July 22, 2011
The upcoming United Nations vote to recognize Palestinian statehood should be a foregone conclusion, especially given the overwhelming support and sympathy for Palestine among the developing world. By the end of May, 112 nations had agreed to recognize statehood, and Palestinians expect to have 135 votes by September—more than the needed two thirds of the 192-member General Assembly. There are no moral, legal or logical reasons to oppose recognition, but morality, law and logic have little relevance where Palestine is concerned.
Already Israel and its legions of client states and hasbarats are bullying, bribing and blackmailing the UN and its member states into scuttling the vote. Just a few weeks ago Benjamin Netanyahu bribed Romania and Bulgaria into voting against Palestine with the promise of allowing 1,200 citizens from each country to work in Israel. Amazing how cheaply Arab lives can be bargained away on the world market! We shouldn’t be surprised at this gangsterism, though. This is strategy the Zionist lobby used 64 years ago to force the UN into “creating” the state of Israel.
By late November 1947, the issue of a Jewish national home had yet to be settled. On one side were those who sympathized with partition of Palestine because of the persecution the Jews suffered under Hitler’s Reich. On the other were those who recognized that such a plan was grossly illegal and a violation of fundamental UN principles of justice. By the 25th, the Zionist lobby realized that it did not have the requisite two-thirds majority in the General Assembly to support partition. Extraordinary measures had to be taken.
Vijayalakshmi Pandit, head of India’s UN delegation and sister of India’s Prime Minister Jawaharlal Nehru, received daily death threats warning her to change her vote. Nehru, though, refused to buckle in the face of threats or lucrative bribes. (Najma Heptulla, Indo-West Asian relations: the Nehru era (Allied Publishers, 1991), p. 158.)
Other, smaller, countries could not afford to stand on principle. In Palestine and Israel—A Challenge to Justice, Professor John Quigley recounts how Liberia, the Philippines, and Haiti—all financially dependent on the U.S.—were coerced into switching their votes:
“Liberia’s ambassador to the United Nations complained that the U.S. delegation threatened aid cuts to several countries. Some delegates charged U.S. officials with ‘diplomatic intimidation.’ Without terrific pressure from the United States on governments which cannot afford to risk American reprisals, said an anonymous editorial writer, the resolution would never have passed. The fact such pressure had been exerted became public knowledge, to the extent a State Department policy group was concerned that ‘the prestige of the UN’ would suffer because of ‘the notoriety and resentment attendant upon the activities of U.S. pressure groups, including members of Congress, who sought to impose U.S. views as to partition on foreign delegations.’” (p. 37)

++++++++

Job A:
Answer these questions from the article on the UN vote on Palestinian statehood:
(i) By the end of May, how many nations had agreed to recognize Palestinian statehood?
(ii) What did Benjamin Netanyahu promise Romania and Bulgaria?
(iii) Who headed India's UN delegation in 1947?
Job B: Transcribe the article on the UN vote on Palestinian statehood from "Vijayalakshmi Pandit, head" up to and including "1991), p. 158.)".

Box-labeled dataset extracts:
++++++++

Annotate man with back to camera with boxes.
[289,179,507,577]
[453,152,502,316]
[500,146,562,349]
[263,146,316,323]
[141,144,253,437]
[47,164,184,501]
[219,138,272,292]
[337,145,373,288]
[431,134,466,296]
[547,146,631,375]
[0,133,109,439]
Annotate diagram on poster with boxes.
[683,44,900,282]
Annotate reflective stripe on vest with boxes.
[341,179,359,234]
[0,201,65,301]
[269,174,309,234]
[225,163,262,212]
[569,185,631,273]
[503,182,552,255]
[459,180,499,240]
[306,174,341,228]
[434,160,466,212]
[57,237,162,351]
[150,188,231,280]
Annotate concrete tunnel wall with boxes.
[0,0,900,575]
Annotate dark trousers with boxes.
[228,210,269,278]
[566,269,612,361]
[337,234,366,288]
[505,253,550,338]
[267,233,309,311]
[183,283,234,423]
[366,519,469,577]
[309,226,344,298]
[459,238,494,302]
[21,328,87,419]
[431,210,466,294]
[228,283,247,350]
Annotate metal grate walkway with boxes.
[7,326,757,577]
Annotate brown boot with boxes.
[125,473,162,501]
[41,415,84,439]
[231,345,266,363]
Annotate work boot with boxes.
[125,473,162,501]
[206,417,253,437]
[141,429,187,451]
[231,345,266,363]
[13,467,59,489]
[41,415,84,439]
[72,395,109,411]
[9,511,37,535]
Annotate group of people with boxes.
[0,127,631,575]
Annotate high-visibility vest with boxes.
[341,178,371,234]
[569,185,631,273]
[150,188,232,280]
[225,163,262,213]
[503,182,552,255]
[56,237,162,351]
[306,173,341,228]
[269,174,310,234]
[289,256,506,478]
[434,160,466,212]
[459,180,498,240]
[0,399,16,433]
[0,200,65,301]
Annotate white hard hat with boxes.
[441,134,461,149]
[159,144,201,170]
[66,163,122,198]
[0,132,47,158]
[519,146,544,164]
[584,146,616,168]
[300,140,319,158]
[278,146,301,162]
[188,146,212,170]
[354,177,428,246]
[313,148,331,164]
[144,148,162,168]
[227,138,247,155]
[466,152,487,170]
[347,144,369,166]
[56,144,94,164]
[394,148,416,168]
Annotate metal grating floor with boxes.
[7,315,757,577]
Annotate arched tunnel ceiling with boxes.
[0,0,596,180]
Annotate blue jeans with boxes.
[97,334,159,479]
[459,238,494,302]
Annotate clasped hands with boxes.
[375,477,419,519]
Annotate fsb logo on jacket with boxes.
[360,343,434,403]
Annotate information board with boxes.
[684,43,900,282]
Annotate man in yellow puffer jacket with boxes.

++++++++

Task output A:
(i) 112 nations.
(ii) He promised to allow 1,200 citizens from each country to work in Israel.
(iii) Vijayalakshmi Pandit, sister of India's Prime Minister Jawaharlal Nehru.

Task output B:
Vijayalakshmi Pandit, head of India’s UN delegation and sister of India’s Prime Minister Jawaharlal Nehru, received daily death threats warning her to change her vote. Nehru, though, refused to buckle in the face of threats or lucrative bribes. (Najma Heptulla, Indo-West Asian relations: the Nehru era (Allied Publishers, 1991), p. 158.)